* STATED GOAL
Convert every line of the records below into a JSON list of strings, one string per line, omitting blank lines. Leave the pictures out of your answer.

* EXTRACTED INFORMATION
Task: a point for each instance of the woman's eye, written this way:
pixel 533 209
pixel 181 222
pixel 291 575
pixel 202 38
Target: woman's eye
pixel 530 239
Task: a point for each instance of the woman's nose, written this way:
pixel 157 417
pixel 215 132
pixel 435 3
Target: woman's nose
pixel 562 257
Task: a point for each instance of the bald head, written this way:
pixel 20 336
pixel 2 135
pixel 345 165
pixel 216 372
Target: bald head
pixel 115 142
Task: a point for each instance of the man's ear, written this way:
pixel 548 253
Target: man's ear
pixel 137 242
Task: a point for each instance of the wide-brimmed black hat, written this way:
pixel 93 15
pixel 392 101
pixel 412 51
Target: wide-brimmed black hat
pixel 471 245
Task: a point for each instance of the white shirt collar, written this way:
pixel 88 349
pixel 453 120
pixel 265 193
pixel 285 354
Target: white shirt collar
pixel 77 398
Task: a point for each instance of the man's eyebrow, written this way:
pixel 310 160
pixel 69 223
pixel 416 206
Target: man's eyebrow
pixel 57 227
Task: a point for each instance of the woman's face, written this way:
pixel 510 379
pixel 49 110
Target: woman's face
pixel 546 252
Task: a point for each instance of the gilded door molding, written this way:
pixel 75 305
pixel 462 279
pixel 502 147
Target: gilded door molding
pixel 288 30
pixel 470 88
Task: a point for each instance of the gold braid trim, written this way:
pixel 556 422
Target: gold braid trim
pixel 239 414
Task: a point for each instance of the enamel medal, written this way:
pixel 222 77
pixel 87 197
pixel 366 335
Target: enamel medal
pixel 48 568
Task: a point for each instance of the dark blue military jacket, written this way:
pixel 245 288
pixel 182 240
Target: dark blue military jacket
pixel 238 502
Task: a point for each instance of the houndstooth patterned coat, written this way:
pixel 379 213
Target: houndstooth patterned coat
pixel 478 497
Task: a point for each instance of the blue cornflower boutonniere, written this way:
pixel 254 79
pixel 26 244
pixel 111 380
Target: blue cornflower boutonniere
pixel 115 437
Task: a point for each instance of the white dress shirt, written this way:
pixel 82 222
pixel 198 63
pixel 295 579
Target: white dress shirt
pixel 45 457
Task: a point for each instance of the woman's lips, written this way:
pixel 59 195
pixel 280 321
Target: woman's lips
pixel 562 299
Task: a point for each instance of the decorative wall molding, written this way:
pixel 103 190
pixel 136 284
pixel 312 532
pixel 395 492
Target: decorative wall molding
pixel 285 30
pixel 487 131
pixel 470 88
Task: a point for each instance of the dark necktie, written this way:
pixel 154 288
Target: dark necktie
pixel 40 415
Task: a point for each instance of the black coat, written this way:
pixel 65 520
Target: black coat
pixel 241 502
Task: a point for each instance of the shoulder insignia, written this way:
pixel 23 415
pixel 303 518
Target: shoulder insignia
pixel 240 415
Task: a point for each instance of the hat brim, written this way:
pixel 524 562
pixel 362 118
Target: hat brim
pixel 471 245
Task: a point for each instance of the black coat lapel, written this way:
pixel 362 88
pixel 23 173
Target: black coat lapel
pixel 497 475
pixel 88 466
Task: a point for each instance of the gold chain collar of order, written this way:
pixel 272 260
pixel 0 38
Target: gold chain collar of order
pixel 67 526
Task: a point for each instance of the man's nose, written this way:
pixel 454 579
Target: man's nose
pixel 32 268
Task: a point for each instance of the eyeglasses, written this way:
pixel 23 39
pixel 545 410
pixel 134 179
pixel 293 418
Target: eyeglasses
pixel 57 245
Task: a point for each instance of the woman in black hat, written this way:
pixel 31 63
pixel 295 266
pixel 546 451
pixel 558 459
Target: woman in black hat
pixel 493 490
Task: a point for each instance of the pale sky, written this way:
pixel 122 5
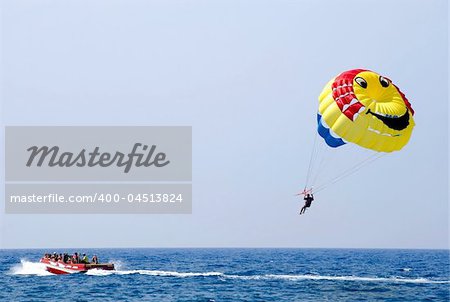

* REPLY TO THE TASK
[
  "Task: a point for each instance of the woman's eye, written this way:",
  "pixel 533 209",
  "pixel 181 222",
  "pixel 291 575",
  "pixel 202 38",
  "Target: woman's eye",
  "pixel 530 239",
  "Task: a point for each instance of the woman's nose, written this way:",
  "pixel 157 417",
  "pixel 215 132",
  "pixel 435 3",
  "Target: woman's nose",
  "pixel 562 257",
  "Task: a point for each instance of the bald head, written this way:",
  "pixel 20 336",
  "pixel 2 135",
  "pixel 345 165",
  "pixel 216 372",
  "Target: bald head",
  "pixel 115 142",
  "Task: a point for each instance of the man's ear, written this way:",
  "pixel 548 253",
  "Target: man's ear",
  "pixel 137 242",
  "Task: a point for each instance of the wide-brimmed black hat, written this way:",
  "pixel 93 15",
  "pixel 392 101",
  "pixel 412 51",
  "Target: wide-brimmed black hat",
  "pixel 471 245",
  "Task: a point for each instance of the white shirt collar, written this way:",
  "pixel 88 349",
  "pixel 453 120",
  "pixel 265 193",
  "pixel 285 354",
  "Target: white shirt collar",
  "pixel 77 398",
  "Task: a point for each instance of the man's eyebrow, written this way:",
  "pixel 310 160",
  "pixel 69 223",
  "pixel 416 206",
  "Target: man's eyebrow",
  "pixel 57 227",
  "Task: a point for each instance of the woman's face, written this way:",
  "pixel 510 379",
  "pixel 49 110",
  "Target: woman's face",
  "pixel 546 252",
  "Task: a point for each instance of the gilded door molding, written this way:",
  "pixel 75 305",
  "pixel 462 279",
  "pixel 502 147",
  "Target: gilded door molding",
  "pixel 288 30",
  "pixel 470 88",
  "Task: a point for each instance of the gold braid trim, written this way:",
  "pixel 556 422",
  "Target: gold braid trim",
  "pixel 239 414",
  "Task: a point for each instance of the enamel medal, written this way:",
  "pixel 222 77",
  "pixel 87 197",
  "pixel 366 335",
  "Target: enamel medal",
  "pixel 48 568",
  "Task: a point for each instance of the dark blue military jacket, written this way:",
  "pixel 245 288",
  "pixel 182 240",
  "Target: dark blue military jacket",
  "pixel 238 502",
  "Task: a point for each instance of the houndstooth patterned coat, written this way:",
  "pixel 379 213",
  "Target: houndstooth patterned coat",
  "pixel 478 497",
  "Task: a point for each instance of the blue cornflower boutonniere, written this way:",
  "pixel 254 79",
  "pixel 26 244",
  "pixel 111 380",
  "Target: blue cornflower boutonniere",
  "pixel 115 437",
  "Task: a point for each instance of the white dress shirt, written this way:",
  "pixel 82 222",
  "pixel 198 63",
  "pixel 295 579",
  "Target: white dress shirt",
  "pixel 45 457",
  "Task: a point for each instance of the woman's lips, written this way:",
  "pixel 59 195",
  "pixel 280 321",
  "Target: woman's lips",
  "pixel 562 299",
  "Task: a point for each instance of the decorative wall molding, written this way:",
  "pixel 103 190",
  "pixel 136 284",
  "pixel 312 532",
  "pixel 395 492",
  "Target: decorative wall molding",
  "pixel 285 30",
  "pixel 487 131",
  "pixel 470 88",
  "Task: a point for each instance of the dark necktie, written this way:",
  "pixel 154 288",
  "Target: dark necktie",
  "pixel 40 415",
  "Task: a point for each instance of the black coat, written this way:",
  "pixel 65 520",
  "Target: black coat",
  "pixel 241 502",
  "Task: a point for each instance of the shoulder insignia, written this way:",
  "pixel 23 415",
  "pixel 303 518",
  "Target: shoulder insignia",
  "pixel 240 415",
  "Task: a point for each instance of the hat brim, written this way:",
  "pixel 524 562",
  "pixel 362 118",
  "Target: hat brim",
  "pixel 471 245",
  "Task: a point for each instance of the black coat lapel, written this way:",
  "pixel 362 88",
  "pixel 23 173",
  "Target: black coat lapel",
  "pixel 497 475",
  "pixel 88 466",
  "Task: a point for each instance of the gold chain collar of order, written this way:",
  "pixel 272 260",
  "pixel 0 38",
  "Target: gold chain collar of order",
  "pixel 67 526",
  "Task: a point for each instance of the man's nose, written this way:",
  "pixel 454 579",
  "Target: man's nose",
  "pixel 32 268",
  "Task: a point for each instance of the eyeglasses, written this way:",
  "pixel 23 39",
  "pixel 545 410",
  "pixel 134 179",
  "pixel 293 418",
  "Target: eyeglasses",
  "pixel 57 245",
  "Task: a point for each instance of the woman in black hat, written this way:",
  "pixel 31 63",
  "pixel 295 266",
  "pixel 546 451",
  "pixel 558 459",
  "Target: woman in black hat",
  "pixel 493 490",
  "Task: a point for each instance of the pale sky, written this way:",
  "pixel 122 5"
]